• Tekst do przeczytania:
•••
Nie wiedząc dlaczego zatrzymałem się w tej wiosce.
Może dlatego, że zobaczyłem sporo ludzi wokół kościoła?
- W chwile potem się okazało po co mi to było.



Chce mi się częściej bywać we właściwym miejscu, o stosownym czasie.
- Często mi się zdarza to chcenie.

sobota, 11 września 2010

Na balkonie (338)



Ostatnim rzutem na taśmę zdyszane pelargonie zakwitły po raz ostatni!
Walą przyjemną po oczach czerwienią.
Jesienną.



Na szczęście już za 7 miesięcy będzie wiosna!

piątek, 10 września 2010

From the other space (337)



Utrwalając sobie świat leżałem grzecznie w porannej trawie gdy ją usłyszałem.
Domyśliłem się, że przybywa z drugiego brzegu: pełnego ruchu i zmieniających się krajobrazów.
Świata pełnego ekscytujących wrażeń, wspaniałych przygód i pięknych niespodzianek.
Widok jej trochę mnie rozczarował.
- Jaki tam z niej parowóz!

czwartek, 9 września 2010

Wczoraj (336)



No i stoję tak od wczoraj.
...a może to było jeszcze dawniej?!

środa, 8 września 2010

Średnio (335)

Środek tygodnia.



Może dlatego jest mi tak jakoś... średnio.
•••
• Dane źródłowe:
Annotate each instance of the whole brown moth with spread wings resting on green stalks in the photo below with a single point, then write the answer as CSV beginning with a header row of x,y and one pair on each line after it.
•••
• Co należy zrobić:
Wypisz bez żadnych zmian fragment tekstu do przeczytania od słów „From the other” do słów „Wczoraj (336)”.

• Rozwiązanie zadania:
From the other space (337)



Utrwalając sobie świat leżałem grzecznie w porannej trawie gdy ją usłyszałem.
Domyśliłem się, że przybywa z drugiego brzegu: pełnego ruchu i zmieniających się krajobrazów.
Świata pełnego ekscytujących wrażeń, wspaniałych przygód i pięknych niespodzianek.
Widok jej trochę mnie rozczarował.
- Jaki tam z niej parowóz!

czwartek, 9 września 2010

Wczoraj (336)